**** DATA FOR PROCESSING
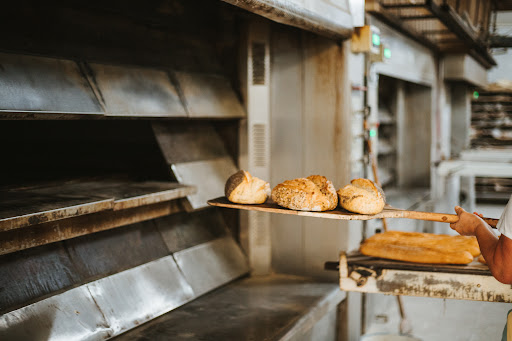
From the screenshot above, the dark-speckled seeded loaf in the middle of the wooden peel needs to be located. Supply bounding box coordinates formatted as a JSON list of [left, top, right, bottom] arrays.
[[272, 175, 338, 212]]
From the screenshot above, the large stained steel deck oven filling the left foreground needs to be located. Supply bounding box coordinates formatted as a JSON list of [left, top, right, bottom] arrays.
[[0, 0, 358, 340]]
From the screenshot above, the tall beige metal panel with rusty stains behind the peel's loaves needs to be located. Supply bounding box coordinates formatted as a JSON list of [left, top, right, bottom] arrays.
[[270, 22, 351, 279]]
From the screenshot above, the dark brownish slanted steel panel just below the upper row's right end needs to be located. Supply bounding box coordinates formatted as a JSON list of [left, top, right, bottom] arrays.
[[152, 122, 228, 164]]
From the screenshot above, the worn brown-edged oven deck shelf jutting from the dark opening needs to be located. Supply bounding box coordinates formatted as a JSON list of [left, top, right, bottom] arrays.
[[0, 180, 195, 232]]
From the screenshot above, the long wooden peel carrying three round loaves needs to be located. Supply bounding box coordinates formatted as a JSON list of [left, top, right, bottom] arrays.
[[208, 197, 498, 228]]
********
EXERCISE BRIEF:
Your copy should match the entries exactly, minus the pictures.

RESULT:
From the screenshot above, the dark-speckled seeded loaf in the middle of the wooden peel needs to be located. Supply bounding box coordinates formatted as a JSON list of [left, top, right, bottom] arrays.
[[272, 175, 338, 212]]
From the screenshot above, the large stained steel deck oven filling the left foreground needs to be located. Supply bounding box coordinates formatted as a JSON list of [left, top, right, bottom] arrays.
[[0, 0, 358, 340]]
From the screenshot above, the tall beige metal panel with rusty stains behind the peel's loaves needs to be located. Supply bounding box coordinates formatted as a JSON list of [left, top, right, bottom] arrays.
[[270, 22, 351, 279]]
From the screenshot above, the dark brownish slanted steel panel just below the upper row's right end needs to be located. Supply bounding box coordinates formatted as a JSON list of [left, top, right, bottom] arrays.
[[152, 122, 228, 164]]
From the screenshot above, the worn brown-edged oven deck shelf jutting from the dark opening needs to be located. Supply bounding box coordinates formatted as a JSON list of [left, top, right, bottom] arrays.
[[0, 180, 195, 232]]
From the screenshot above, the long wooden peel carrying three round loaves needs to be located. Supply bounding box coordinates formatted as a JSON list of [left, top, right, bottom] arrays.
[[208, 197, 498, 228]]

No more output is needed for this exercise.